The records:
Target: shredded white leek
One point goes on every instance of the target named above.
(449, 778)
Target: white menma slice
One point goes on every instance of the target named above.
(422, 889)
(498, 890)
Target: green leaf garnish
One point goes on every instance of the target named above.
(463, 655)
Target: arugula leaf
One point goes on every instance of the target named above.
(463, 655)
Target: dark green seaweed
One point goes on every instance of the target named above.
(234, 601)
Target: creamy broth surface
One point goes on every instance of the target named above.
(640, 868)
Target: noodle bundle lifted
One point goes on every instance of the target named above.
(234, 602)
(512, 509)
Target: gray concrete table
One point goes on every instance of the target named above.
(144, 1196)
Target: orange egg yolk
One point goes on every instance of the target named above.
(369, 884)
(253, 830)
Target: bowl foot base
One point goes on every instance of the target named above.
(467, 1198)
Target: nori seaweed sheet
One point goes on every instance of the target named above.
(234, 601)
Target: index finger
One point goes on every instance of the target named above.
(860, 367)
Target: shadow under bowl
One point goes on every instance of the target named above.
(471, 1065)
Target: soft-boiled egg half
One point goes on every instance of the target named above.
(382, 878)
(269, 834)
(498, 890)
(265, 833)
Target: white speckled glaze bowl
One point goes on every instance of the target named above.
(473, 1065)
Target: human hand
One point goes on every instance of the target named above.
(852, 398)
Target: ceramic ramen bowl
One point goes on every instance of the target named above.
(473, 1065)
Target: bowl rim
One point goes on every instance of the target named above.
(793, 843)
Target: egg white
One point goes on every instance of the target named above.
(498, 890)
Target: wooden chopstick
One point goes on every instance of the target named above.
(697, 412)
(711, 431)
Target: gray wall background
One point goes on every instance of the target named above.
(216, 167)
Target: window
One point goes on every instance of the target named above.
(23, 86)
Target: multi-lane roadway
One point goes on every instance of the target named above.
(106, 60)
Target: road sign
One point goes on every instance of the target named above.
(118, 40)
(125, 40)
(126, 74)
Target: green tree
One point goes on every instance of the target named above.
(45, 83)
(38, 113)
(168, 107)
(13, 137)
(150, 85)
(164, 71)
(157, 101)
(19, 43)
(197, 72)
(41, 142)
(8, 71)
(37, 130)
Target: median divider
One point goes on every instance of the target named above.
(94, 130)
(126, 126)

Work instruction: Please restate the material above exactly, line by line.

Exercise output:
Target: shredded white leek
One point goes on every instance of the target named above.
(449, 778)
Target: white menma slice
One point goes on every instance of the target named above.
(422, 889)
(498, 890)
Target: green leaf garnish
One point goes on every instance of the target named above.
(463, 655)
Target: arugula leaf
One point goes on every instance of the target named above.
(463, 655)
Target: dark green seaweed
One point goes on every instance of the target named above.
(234, 601)
Target: creamy broth surface
One point goes on every instance of the target named above.
(640, 868)
Target: noodle bundle lifted
One point goes on every instance of the target named above.
(234, 602)
(512, 509)
Target: gray concrete table
One point goes on every instance of the target named above.
(144, 1196)
Target: orange egg yolk
One point goes on every instance of the target named above.
(369, 884)
(253, 830)
Target: bowl foot base
One point goes on every instance of the target named above.
(467, 1198)
Target: nori seaweed sheet
One point goes on every instance of the target named above.
(234, 601)
Target: index finger
One point goes on every instance of the target named above.
(860, 367)
Target: shadow under bowl
One point goes on every instance of the target named above.
(471, 1065)
Target: soft-boiled egg half
One point goes on every instance of the target named above.
(382, 878)
(269, 834)
(498, 890)
(265, 833)
Target: white speckled glaze bowl
One point goes on every instance of the target named above.
(473, 1065)
Target: human hand
One point goes on every instance of the target named above.
(852, 398)
Target: ceramic ramen bowl
One point goes on every instance of the target named above.
(473, 1065)
Target: bowl rim
One point goes on every instance of the target named above.
(793, 843)
Target: egg white
One point goes on every instance of the target named above.
(498, 890)
Target: wooden chopstick
One point goes on every instance of the target named above.
(697, 412)
(711, 431)
Target: gray wall background
One point goes on every instance of the target named above.
(216, 167)
Target: window
One point goes on every instance of the target named above.
(23, 86)
Target: multi-lane roadway
One point goes on every instance of the target named above.
(106, 60)
Target: road sign
One point goes on every instance of the target named above.
(118, 40)
(125, 40)
(126, 74)
Target: green tree
One point goes on every instance of the target named above.
(45, 83)
(38, 113)
(168, 107)
(13, 137)
(150, 85)
(164, 71)
(157, 101)
(19, 43)
(197, 72)
(41, 142)
(8, 71)
(37, 130)
Target: median divider
One point goes on every instance of the target named above.
(94, 130)
(126, 126)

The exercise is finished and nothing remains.